PASSAGE:
* START *

Kansas State University

Discussion

1. The solution to $(D-r)y = 0$ is $y = Ce^{rx}$.

2. The solution to $(D-r)^2 y = 0$ is $y = Cxe^{rx} + Ke^{rx}$.

3. The solution to $(D-r)^n y = 0$ is $y=C_{n-1}x^{n-1}e^{rx}+C_{n-2}x^{n-2}e^{rx}+\cdots+C_0e^{rx}$.

Paradigm

Step 1: Write in operator form (with $D$ for $d/dx$) $$(D^2+3D-10)y=0$$ Step 2: Factor and find roots.

$(D-2)(D+5)y=0$ so the roots are $2$, $-5$.

* END *

GIVEN EXERCISE 1: Count the lines in the listing that contain the string "shirt", treating uppercase and lowercase as different, and give only the number.

TASK INPUT:

* START *

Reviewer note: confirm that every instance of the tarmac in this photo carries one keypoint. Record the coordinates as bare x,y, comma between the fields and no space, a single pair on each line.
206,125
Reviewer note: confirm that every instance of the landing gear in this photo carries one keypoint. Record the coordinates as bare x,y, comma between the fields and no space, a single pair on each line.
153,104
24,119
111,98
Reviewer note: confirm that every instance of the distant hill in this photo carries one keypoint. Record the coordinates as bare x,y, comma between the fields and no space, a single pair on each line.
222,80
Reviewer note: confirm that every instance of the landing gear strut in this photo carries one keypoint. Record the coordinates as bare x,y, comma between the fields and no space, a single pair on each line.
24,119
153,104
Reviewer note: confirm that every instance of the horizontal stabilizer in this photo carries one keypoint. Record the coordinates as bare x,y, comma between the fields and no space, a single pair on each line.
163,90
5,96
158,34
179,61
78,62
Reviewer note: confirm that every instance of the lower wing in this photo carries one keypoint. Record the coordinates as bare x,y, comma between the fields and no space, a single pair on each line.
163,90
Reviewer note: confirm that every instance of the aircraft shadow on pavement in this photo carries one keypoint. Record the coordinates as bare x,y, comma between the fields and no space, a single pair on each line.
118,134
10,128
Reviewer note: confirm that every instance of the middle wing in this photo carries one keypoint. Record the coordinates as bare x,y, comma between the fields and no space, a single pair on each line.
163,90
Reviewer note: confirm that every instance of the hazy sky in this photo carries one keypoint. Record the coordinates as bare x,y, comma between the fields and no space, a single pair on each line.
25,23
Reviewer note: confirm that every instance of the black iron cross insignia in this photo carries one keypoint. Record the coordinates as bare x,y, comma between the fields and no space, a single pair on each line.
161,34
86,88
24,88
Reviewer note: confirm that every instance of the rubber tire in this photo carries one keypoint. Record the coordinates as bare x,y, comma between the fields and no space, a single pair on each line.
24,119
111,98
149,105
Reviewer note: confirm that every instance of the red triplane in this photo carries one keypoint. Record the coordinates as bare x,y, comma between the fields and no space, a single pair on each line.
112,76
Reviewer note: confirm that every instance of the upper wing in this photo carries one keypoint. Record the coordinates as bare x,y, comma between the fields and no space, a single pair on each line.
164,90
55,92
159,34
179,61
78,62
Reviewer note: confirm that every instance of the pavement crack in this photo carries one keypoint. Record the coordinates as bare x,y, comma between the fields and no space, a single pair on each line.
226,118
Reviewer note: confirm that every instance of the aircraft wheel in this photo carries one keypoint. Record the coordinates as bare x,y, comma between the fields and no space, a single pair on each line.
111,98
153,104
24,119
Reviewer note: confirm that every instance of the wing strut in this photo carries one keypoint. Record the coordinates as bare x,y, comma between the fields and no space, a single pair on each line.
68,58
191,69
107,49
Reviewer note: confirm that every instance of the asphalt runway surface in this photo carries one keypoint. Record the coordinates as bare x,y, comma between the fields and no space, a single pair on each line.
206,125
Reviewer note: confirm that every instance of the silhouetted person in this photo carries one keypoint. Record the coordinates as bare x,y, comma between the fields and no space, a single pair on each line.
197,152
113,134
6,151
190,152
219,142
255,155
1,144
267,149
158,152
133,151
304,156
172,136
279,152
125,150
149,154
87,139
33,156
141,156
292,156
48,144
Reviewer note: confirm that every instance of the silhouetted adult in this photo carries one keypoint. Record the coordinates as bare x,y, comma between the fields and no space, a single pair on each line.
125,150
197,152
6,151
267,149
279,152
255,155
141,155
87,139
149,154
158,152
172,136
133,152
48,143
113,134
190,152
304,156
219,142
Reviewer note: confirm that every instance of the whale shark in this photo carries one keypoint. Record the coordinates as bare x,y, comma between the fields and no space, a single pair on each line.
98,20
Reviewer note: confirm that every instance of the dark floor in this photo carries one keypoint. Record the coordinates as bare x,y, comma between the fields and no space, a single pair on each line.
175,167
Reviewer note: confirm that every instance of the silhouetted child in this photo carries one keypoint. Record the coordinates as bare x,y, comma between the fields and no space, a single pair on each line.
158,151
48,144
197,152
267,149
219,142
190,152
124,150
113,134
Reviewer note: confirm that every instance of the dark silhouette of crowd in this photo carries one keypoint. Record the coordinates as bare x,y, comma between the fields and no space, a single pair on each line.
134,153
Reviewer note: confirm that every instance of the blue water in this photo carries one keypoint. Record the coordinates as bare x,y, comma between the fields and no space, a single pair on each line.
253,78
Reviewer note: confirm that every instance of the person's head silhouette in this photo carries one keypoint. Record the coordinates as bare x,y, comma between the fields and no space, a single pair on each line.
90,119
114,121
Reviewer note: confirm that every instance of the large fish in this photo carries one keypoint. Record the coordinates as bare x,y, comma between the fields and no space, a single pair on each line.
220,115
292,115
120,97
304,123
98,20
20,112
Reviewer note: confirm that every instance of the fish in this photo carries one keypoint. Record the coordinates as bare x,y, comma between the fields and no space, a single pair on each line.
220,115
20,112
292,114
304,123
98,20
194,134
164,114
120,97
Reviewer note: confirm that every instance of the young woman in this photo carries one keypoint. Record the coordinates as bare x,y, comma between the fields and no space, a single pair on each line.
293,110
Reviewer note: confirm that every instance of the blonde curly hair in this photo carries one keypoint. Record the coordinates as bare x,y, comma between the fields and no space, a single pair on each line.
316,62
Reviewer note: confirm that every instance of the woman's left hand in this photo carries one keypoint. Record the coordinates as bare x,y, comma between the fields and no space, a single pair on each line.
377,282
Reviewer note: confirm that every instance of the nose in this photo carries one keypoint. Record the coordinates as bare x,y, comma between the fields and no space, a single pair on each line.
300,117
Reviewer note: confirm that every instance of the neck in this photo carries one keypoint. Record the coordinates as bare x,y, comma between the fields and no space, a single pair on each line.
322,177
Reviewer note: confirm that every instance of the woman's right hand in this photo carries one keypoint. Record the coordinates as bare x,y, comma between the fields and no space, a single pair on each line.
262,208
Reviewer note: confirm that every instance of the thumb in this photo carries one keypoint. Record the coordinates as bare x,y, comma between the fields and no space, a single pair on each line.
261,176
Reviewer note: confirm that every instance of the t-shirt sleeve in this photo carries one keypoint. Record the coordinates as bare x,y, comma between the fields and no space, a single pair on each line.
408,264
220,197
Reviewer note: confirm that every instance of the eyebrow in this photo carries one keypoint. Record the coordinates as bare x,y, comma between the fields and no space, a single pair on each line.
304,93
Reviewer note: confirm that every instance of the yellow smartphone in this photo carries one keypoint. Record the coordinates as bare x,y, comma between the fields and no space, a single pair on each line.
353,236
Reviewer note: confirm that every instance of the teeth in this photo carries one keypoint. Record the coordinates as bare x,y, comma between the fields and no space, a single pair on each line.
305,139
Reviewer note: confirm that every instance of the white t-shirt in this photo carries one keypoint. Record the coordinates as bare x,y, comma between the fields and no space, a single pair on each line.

* END *

GIVEN EXERCISE 2: In the notes on solving differential equations, what roots are found by factoring (D² + 3D − 10)y = 0?

EXERCISE RESULT 1: 2

EXERCISE RESULT 2: The roots are 2 and −5.